* **Exercise requirements**:
Retype all of the data without changing a single word.

* **Input data**:
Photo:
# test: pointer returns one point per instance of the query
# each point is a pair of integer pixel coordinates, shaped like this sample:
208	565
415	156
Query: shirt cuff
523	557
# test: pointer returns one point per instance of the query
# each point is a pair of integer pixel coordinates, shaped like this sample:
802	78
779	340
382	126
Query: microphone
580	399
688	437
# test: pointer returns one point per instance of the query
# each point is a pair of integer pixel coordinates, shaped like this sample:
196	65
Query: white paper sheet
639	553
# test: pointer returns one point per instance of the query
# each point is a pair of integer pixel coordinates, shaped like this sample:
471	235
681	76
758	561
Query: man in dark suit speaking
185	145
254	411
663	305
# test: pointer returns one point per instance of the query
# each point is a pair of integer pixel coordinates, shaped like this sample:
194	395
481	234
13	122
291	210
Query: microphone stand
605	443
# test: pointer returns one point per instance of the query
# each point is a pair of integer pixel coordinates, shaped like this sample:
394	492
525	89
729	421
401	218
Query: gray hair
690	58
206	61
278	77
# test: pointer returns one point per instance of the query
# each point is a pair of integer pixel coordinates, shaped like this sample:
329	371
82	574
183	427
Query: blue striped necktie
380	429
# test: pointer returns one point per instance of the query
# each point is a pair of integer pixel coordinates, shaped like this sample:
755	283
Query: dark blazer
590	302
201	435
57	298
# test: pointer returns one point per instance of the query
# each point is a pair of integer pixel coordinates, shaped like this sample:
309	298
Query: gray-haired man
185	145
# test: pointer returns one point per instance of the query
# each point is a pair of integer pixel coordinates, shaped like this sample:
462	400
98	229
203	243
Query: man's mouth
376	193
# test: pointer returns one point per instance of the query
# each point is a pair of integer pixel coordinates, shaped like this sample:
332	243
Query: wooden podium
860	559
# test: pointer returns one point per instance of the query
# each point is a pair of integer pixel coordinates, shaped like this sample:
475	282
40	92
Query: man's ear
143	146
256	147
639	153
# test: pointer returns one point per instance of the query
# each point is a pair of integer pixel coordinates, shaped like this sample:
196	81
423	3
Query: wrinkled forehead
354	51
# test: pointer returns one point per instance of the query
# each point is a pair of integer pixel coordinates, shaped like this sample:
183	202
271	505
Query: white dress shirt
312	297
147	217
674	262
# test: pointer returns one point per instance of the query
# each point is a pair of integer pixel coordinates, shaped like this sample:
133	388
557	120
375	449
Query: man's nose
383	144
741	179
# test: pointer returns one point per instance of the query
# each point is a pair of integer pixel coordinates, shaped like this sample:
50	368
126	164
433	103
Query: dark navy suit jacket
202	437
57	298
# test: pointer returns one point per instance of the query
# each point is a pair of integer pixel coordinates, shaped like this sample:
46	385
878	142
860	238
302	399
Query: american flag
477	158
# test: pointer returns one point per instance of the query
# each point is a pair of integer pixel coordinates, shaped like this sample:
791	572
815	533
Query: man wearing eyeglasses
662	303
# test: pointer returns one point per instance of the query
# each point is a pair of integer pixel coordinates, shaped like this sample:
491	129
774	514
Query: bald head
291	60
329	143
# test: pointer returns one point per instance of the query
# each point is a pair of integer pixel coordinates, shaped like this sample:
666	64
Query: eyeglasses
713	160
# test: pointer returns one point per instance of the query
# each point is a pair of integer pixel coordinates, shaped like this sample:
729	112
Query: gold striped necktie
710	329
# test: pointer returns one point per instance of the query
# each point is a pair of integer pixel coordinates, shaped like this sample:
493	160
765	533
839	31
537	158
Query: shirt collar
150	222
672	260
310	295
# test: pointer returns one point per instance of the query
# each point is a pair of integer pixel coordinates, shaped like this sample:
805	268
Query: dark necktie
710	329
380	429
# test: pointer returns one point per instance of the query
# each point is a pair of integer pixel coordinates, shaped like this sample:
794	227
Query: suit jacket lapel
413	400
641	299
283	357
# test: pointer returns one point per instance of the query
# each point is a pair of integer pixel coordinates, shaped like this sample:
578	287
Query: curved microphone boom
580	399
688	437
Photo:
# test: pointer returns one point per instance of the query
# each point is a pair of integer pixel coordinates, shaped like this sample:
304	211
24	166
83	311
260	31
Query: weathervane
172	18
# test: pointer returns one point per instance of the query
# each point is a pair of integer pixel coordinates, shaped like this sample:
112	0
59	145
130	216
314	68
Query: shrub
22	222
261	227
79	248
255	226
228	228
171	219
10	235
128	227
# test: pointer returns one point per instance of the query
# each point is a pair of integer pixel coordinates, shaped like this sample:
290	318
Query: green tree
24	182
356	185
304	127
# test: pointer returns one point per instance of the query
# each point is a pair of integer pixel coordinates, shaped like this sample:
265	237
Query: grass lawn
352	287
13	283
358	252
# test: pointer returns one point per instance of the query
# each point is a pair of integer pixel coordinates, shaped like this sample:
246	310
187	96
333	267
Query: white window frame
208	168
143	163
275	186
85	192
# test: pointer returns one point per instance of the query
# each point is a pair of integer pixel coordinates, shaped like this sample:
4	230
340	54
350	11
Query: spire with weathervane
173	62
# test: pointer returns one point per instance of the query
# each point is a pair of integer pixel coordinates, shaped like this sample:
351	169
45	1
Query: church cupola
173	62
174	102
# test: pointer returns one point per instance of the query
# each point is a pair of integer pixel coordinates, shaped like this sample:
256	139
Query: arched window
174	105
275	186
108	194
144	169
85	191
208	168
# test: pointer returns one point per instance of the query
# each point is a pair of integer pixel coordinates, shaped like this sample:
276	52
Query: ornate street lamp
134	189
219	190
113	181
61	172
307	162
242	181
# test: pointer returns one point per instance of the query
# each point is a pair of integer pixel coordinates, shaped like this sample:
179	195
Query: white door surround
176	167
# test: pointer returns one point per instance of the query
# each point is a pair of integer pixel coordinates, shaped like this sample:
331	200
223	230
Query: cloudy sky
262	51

* **Task response**:
Photo:
# test: pointer returns one point per instance of the query
# each point is a pair of integer pixel coordinates, shaped like this sample:
208	565
415	156
Query: shirt cuff
523	557
# test: pointer returns one point per instance of the query
# each point is a pair of integer pixel coordinates, shaped like this sample:
802	78
779	340
382	126
Query: microphone
580	399
688	437
# test: pointer returns one point per instance of the query
# each point is a pair of integer pixel coordinates, shaped like this sample:
196	65
Query: white paper sheet
639	553
# test: pointer returns one point per instance of the query
# each point is a pair of integer pixel coordinates, shaped like this sample:
471	235
681	76
758	561
Query: man in dark suit speaking
185	145
254	411
663	305
# test: pointer returns one point per instance of the query
# each point is a pair of integer pixel coordinates, shaped like this sample:
194	395
481	234
13	122
291	210
Query: microphone stand
605	443
# test: pointer returns one point per instance of the query
# each point is a pair of integer pixel coordinates, shaped like this sample:
394	492
525	89
729	421
401	218
Query: gray hair
690	58
206	61
278	77
# test: pointer returns one point per instance of the query
# each point is a pair of integer pixel coordinates, shaped like this sample:
329	371
82	574
183	427
Query: blue striped necktie
380	429
# test: pointer returns one point per instance of the query
# each point is a pair of integer pixel coordinates, shaped like this sample:
755	283
Query: dark blazer
590	302
201	435
57	298
# test: pointer returns one point per instance of the query
# each point is a pair of integer pixel coordinates, shaped like this sample:
309	298
Query: gray-haired man
185	145
# test: pointer returns one point per instance of the query
# each point is a pair of integer pixel coordinates, shaped like this sample:
462	400
98	229
203	243
Query: man's mouth
376	193
# test: pointer returns one point per instance of the query
# each point is a pair of integer pixel coordinates, shaped like this sample:
332	243
Query: wooden podium
860	559
# test: pointer returns one point per instance of the query
# each point is a pair of integer pixel coordinates, shaped like this sample:
475	282
40	92
Query: man's ear
143	146
256	147
639	153
# test: pointer returns one point per instance of the query
# each point is a pair of integer pixel coordinates, shaped like this sample:
196	81
423	3
Query: wrinkled forehead
354	51
# test: pointer returns one point per instance of the query
# each point is a pair of integer pixel coordinates, shaped like this sample:
183	202
271	505
Query: white dress shirt
312	297
147	217
674	262
# test: pointer returns one point per instance of the query
# each point is a pair of integer pixel coordinates, shaped like this sample:
133	388
557	120
375	449
Query: man's nose
383	144
741	179
# test: pointer returns one point per instance of the query
# each point is a pair of integer pixel coordinates, shaped like this sample:
50	368
126	164
433	103
Query: dark navy suit jacket
202	437
57	298
# test: pointer returns one point per instance of the query
# each point is a pair of integer pixel coordinates, shaped like this sample:
46	385
878	142
860	238
302	399
Query: american flag
477	158
# test: pointer returns one point per instance of the query
# each point is a pair of integer pixel coordinates, shaped like this sample:
791	572
815	533
Query: man wearing eyeglasses
662	303
# test: pointer returns one point per instance of the query
# each point is a pair of integer pixel coordinates, shaped like this sample:
491	129
774	514
Query: bald head
291	60
329	143
# test: pointer returns one point per instance of the query
# each point is a pair of integer pixel coordinates, shaped like this sample:
666	64
Query: eyeglasses
713	160
# test: pointer returns one point per instance of the query
# each point is a pair of integer pixel coordinates, shaped like this sample:
729	112
Query: gold striped necktie
710	329
# test: pointer returns one point per instance of the query
# each point is a pair of integer pixel coordinates, shaped like this sample:
493	160
765	533
839	31
537	158
Query: shirt collar
150	222
672	260
310	295
# test: pointer returns one point per instance of the query
# each point is a pair of integer pixel coordinates, shaped like this sample:
805	268
Query: dark necktie
710	329
380	429
# test: pointer returns one point per instance of the query
# each point is a pair of integer pixel coordinates, shaped like this sample:
794	227
Query: suit jacket lapel
413	400
641	299
283	357
# test: pointer returns one point per instance of the query
# each point is a pair of integer pixel coordinates, shaped like this sample:
578	287
Query: curved microphone boom
580	399
688	437
Photo:
# test: pointer returns one point per instance of the query
# each point is a pair of integer pixel coordinates, shaped like this sample:
304	211
24	166
83	311
260	31
Query: weathervane
172	18
# test: pointer returns one point per instance of the query
# each point is a pair of integer pixel coordinates, shaped like this sample:
112	0
59	145
130	216
314	68
Query: shrub
22	222
261	227
79	248
255	226
228	228
171	219
10	235
128	227
# test: pointer returns one point per instance of the query
# each point is a pair of integer pixel coordinates, shaped like this sample:
290	318
Query: green tree
24	182
356	185
304	127
# test: pointer returns one point per instance of the query
# each point is a pair of integer pixel coordinates, shaped like this sample:
265	237
Query: grass lawn
352	287
13	283
358	252
# test: pointer returns one point per instance of the query
# each point is a pair of integer pixel coordinates, shaped like this sample:
246	310
187	96
333	267
Query: white window frame
208	168
143	163
275	186
85	192
# test: pointer returns one point per instance of the query
# each point is a pair of integer pixel coordinates, shaped like this sample:
4	230
340	54
350	11
Query: spire with weathervane
173	62
# test: pointer returns one point per instance of the query
# each point is a pair of integer pixel coordinates, shaped like this sample:
351	169
45	1
Query: church cupola
173	62
174	102
# test: pointer returns one point per instance of the query
# each point is a pair of integer pixel coordinates, shaped like this sample:
256	139
Query: arched window
174	105
275	186
108	194
144	169
85	191
208	168
# test: pointer returns one point per instance of the query
# each point is a pair of integer pixel coordinates, shaped like this sample:
276	52
Query: ornate street lamp
134	189
219	190
113	181
61	172
307	162
242	181
# test: pointer returns one point per instance of the query
# each point is a pair of integer pixel coordinates, shaped like this sample:
179	195
Query: white door surround
176	167
# test: pointer returns one point per instance of the query
# each point is a pair of integer pixel coordinates, shaped like this sample:
331	200
223	230
Query: cloudy sky
262	51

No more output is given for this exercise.